[Problems to solve]
1. Please reproduce, word for word, the stretch of the 1 Corinthians 11 excerpt below from "Greek, Roman, and" through "a woman. (142)".
2. Translate this sentence from the 1 Corinthians 11 excerpt below into Spanish: "It is nearly universally acknowledged that prophesying presupposes a public church meeting."
═════ Article
Since the contextual support for κεφαλη meaning “source” is clear, any translation of this passage should convey this sense to the reader. In English, however “head” does not convey “source,” but rather “authority over,” so it is misleading merely to translate “head” here. The best solution is probably to translate κεφαλη as “source” and add a note, “literally, ‘head.'” (137)
The statement “the man is the κεφαλη (source) of woman,” “is bracketed by two statements that mention Christ and that are so formulated that the name of Christ forms, as it were, an inner bracket” around the creation of woman. …This bracketing suggests that Paul desired the Corinthians to view the relationship of man and woman in light of two pivotal events, creation and redemption. these two pivotal events are the keys to understanding natural and special revelation. The creation of humankind in the image of God and God’s provision for redemption through his very Son provide the two pillars that uphold both the value of human life and the respect people should show to each other. (139)
8 1 Corinthians 11:4: The Disgrace of a Man “Having Down from the Head”
Greek, Roman, and Jewish literature of Paul’s day frequently speaks of men wearing long effeminate hair as disgraceful, especially when done up like a woman’s hair. “Effeminate,” from Latin effeminatus, “made womanish” (ex-“out” + femina, “a woman”), entails a man presenting himself as a woman. (142)
9 1 Corinthians 11:5-6: The Disgrace of a Woman’s Head “Uncovered”
It is nearly universally acknowledged that prophesying presupposes a public church meeting. …Prophecy addresses community; it is horizontal. …Thus, the terms “prayer” and “prophecy” suggest the entire scope of leadership in worship. ” (149-150)
This widespread convention that women should wear their hair done up as a modest covering makes perfect sense of Paul’s statement in 1 Cor 11:15 that long hair is given to woman “as a covering.”
══════════
═════ Stored data
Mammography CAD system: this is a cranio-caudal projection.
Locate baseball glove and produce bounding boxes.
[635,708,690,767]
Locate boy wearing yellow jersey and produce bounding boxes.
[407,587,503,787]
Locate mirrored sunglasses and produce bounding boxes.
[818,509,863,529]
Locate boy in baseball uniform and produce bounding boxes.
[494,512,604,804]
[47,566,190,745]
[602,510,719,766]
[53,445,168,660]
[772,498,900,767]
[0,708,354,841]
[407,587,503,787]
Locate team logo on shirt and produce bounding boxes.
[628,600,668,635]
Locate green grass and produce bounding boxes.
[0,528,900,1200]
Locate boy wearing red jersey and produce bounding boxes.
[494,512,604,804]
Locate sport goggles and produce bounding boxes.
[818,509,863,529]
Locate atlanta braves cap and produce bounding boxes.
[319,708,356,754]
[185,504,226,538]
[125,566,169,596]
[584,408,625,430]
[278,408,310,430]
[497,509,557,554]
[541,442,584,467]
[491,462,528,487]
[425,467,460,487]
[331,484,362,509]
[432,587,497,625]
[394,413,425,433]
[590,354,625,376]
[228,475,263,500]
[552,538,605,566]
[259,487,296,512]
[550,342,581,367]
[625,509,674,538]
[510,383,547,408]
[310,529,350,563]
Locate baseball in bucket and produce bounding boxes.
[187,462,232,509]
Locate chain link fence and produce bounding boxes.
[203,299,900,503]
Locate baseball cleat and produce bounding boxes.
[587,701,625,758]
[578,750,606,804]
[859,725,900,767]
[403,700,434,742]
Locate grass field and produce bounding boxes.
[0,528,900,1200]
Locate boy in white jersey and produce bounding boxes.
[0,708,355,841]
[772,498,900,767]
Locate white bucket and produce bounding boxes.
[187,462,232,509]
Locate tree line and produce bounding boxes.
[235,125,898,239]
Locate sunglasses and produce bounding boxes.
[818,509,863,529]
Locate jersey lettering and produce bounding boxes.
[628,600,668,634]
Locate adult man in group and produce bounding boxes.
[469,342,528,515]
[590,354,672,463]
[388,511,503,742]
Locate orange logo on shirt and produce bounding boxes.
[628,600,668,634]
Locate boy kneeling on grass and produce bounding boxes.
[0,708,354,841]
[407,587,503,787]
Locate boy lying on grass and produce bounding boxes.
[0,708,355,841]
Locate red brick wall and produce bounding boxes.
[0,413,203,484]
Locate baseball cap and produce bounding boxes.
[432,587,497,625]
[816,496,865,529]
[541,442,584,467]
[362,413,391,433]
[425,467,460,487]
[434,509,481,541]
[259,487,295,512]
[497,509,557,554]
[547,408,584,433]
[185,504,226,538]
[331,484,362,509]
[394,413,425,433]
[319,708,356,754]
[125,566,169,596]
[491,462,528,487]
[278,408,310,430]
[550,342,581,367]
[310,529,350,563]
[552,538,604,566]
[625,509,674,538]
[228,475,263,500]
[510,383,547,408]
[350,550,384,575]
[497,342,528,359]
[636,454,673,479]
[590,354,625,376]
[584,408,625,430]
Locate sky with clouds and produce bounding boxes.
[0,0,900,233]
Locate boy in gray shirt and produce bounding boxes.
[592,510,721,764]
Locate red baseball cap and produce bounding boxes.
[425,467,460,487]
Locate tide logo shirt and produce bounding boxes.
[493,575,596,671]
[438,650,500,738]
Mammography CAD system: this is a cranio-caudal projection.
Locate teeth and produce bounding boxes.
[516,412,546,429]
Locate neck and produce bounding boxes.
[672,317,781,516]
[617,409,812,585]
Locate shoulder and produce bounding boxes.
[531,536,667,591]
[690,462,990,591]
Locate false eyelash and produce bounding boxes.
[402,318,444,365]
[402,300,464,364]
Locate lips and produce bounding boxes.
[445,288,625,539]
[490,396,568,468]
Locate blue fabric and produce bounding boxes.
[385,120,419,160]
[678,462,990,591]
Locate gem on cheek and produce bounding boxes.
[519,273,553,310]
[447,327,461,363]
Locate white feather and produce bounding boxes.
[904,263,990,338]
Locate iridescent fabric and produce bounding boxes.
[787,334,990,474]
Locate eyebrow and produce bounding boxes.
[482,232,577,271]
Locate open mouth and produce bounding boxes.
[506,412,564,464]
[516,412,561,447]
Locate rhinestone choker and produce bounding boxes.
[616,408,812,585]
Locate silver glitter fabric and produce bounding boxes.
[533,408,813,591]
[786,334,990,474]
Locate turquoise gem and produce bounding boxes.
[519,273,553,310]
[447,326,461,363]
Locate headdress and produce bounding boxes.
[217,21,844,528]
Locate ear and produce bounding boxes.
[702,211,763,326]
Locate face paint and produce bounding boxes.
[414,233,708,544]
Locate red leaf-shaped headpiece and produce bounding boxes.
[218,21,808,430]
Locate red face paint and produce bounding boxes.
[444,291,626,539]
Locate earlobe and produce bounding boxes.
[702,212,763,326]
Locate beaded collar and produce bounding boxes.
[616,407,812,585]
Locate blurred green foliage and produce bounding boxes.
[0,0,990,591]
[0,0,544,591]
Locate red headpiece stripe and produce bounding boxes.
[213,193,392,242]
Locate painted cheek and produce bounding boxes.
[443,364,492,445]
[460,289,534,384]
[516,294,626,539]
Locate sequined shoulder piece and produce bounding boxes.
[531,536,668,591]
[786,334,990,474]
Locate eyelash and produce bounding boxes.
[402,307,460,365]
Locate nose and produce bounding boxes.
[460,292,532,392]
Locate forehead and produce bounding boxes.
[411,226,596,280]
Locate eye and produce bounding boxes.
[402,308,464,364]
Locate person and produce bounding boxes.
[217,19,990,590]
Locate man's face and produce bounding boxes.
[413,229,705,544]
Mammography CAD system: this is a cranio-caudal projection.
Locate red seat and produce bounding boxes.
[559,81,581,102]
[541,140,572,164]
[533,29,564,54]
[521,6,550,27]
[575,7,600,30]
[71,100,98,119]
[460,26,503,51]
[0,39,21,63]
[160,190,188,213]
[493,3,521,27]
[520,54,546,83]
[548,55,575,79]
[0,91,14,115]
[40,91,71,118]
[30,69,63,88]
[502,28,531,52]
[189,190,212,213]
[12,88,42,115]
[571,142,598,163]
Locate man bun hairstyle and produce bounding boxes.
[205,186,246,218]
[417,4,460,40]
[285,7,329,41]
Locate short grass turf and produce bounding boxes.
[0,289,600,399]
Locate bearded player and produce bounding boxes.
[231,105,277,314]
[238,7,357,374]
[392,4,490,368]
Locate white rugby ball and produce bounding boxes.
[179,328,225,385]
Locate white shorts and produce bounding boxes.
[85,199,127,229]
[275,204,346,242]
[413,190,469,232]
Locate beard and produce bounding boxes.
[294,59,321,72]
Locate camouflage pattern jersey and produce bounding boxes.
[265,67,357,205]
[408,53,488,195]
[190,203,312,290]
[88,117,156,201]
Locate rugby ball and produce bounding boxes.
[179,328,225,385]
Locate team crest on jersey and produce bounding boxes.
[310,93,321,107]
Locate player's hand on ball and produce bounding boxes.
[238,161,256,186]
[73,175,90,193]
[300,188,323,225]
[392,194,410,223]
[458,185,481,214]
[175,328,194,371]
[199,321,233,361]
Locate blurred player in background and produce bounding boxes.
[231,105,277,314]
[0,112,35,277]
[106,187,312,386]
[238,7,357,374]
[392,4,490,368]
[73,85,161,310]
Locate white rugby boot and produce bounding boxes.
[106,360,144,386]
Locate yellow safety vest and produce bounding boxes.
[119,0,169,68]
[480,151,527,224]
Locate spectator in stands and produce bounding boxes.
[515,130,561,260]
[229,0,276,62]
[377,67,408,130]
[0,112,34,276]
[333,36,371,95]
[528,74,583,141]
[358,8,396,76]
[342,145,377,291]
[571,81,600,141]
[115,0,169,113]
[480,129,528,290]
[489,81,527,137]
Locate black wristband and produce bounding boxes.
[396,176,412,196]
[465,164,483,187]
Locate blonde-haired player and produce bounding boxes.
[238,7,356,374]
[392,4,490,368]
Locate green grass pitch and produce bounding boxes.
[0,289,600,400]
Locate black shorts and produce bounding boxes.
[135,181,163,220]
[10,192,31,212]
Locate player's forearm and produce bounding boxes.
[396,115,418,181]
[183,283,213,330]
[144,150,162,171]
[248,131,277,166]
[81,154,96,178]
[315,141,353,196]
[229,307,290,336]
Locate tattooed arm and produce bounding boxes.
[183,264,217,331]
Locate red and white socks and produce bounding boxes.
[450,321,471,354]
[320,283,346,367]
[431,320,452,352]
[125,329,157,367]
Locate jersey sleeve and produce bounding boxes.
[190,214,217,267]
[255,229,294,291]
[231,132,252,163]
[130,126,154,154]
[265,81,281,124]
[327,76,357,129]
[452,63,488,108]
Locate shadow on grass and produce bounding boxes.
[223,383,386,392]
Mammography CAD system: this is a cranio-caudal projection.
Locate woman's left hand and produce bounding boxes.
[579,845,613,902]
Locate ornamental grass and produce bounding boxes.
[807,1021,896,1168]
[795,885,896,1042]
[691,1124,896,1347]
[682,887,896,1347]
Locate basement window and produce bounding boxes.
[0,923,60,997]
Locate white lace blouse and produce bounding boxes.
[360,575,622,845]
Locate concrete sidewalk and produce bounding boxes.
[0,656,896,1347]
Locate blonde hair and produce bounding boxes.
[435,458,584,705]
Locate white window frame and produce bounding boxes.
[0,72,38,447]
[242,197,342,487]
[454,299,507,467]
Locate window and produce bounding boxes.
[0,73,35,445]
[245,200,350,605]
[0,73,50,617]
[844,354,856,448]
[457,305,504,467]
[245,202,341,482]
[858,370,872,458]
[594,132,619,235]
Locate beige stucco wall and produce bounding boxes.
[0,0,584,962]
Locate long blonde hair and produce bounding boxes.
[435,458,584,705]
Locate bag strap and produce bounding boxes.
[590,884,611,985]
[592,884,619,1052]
══════════
[Results for each task]
1.
Greek, Roman, and Jewish literature of Paul’s day frequently speaks of men wearing long effeminate hair as disgraceful, especially when done up like a woman’s hair. “Effeminate,” from Latin effeminatus, “made womanish” (ex-“out” + femina, “a woman”), entails a man presenting himself as a woman. (142)

2. Es casi universalmente reconocido que profetizar presupone una reunión pública de la iglesia.